_SET PROBLEM_
Change "rear wing" to "rear spoiler" in the material, starting at the line containing "point: sponsor decal" and ending at the end of the material, and reproduce those lines with nothing else altered. Leave the pictures out of your answer.

[Dataset excerpts on pointing to objects]
────

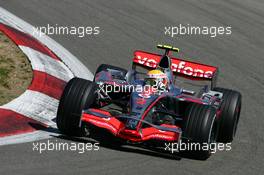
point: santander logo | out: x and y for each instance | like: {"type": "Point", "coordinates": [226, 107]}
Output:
{"type": "Point", "coordinates": [179, 66]}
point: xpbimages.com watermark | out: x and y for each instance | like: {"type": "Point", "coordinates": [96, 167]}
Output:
{"type": "Point", "coordinates": [80, 31]}
{"type": "Point", "coordinates": [183, 146]}
{"type": "Point", "coordinates": [212, 31]}
{"type": "Point", "coordinates": [49, 145]}
{"type": "Point", "coordinates": [126, 88]}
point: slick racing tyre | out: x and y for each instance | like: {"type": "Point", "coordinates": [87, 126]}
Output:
{"type": "Point", "coordinates": [77, 95]}
{"type": "Point", "coordinates": [229, 117]}
{"type": "Point", "coordinates": [199, 131]}
{"type": "Point", "coordinates": [107, 67]}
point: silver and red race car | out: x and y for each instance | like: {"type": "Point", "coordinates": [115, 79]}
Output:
{"type": "Point", "coordinates": [145, 105]}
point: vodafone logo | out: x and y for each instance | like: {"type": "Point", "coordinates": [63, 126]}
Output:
{"type": "Point", "coordinates": [179, 66]}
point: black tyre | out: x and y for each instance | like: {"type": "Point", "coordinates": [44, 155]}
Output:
{"type": "Point", "coordinates": [199, 131]}
{"type": "Point", "coordinates": [106, 67]}
{"type": "Point", "coordinates": [77, 95]}
{"type": "Point", "coordinates": [229, 118]}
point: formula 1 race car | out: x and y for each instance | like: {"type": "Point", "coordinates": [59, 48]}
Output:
{"type": "Point", "coordinates": [145, 106]}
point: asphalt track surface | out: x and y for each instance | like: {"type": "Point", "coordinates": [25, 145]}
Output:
{"type": "Point", "coordinates": [129, 25]}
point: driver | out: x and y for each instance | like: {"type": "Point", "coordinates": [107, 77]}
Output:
{"type": "Point", "coordinates": [157, 80]}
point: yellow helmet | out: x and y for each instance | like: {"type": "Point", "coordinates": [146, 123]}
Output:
{"type": "Point", "coordinates": [157, 77]}
{"type": "Point", "coordinates": [156, 74]}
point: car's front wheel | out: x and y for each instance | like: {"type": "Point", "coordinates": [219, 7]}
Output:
{"type": "Point", "coordinates": [77, 95]}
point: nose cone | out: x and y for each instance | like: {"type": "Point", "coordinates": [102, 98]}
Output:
{"type": "Point", "coordinates": [139, 102]}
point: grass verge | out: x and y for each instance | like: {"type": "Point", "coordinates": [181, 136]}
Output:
{"type": "Point", "coordinates": [15, 70]}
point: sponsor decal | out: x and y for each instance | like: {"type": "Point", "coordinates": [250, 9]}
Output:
{"type": "Point", "coordinates": [179, 66]}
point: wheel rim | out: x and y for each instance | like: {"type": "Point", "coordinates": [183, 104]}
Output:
{"type": "Point", "coordinates": [237, 113]}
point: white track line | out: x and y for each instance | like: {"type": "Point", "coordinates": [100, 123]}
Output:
{"type": "Point", "coordinates": [35, 104]}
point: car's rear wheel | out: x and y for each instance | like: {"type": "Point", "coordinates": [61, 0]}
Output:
{"type": "Point", "coordinates": [199, 131]}
{"type": "Point", "coordinates": [229, 117]}
{"type": "Point", "coordinates": [77, 95]}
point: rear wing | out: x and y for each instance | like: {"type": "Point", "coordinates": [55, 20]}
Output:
{"type": "Point", "coordinates": [184, 68]}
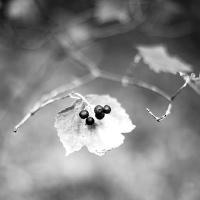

────

_FINISHED ANSWER_
point: sponsor decal | out: x and y for each instance | like: {"type": "Point", "coordinates": [250, 9]}
Output:
{"type": "Point", "coordinates": [179, 66]}
point: wheel rim | out: x and y for each instance | like: {"type": "Point", "coordinates": [183, 104]}
Output:
{"type": "Point", "coordinates": [237, 113]}
point: white track line | out: x and y for each instance | like: {"type": "Point", "coordinates": [100, 123]}
Output:
{"type": "Point", "coordinates": [35, 104]}
point: car's rear wheel | out: x and y for each instance | like: {"type": "Point", "coordinates": [61, 0]}
Output:
{"type": "Point", "coordinates": [199, 131]}
{"type": "Point", "coordinates": [229, 117]}
{"type": "Point", "coordinates": [77, 95]}
point: rear spoiler | out: x and y for each instance | like: {"type": "Point", "coordinates": [55, 20]}
Output:
{"type": "Point", "coordinates": [184, 68]}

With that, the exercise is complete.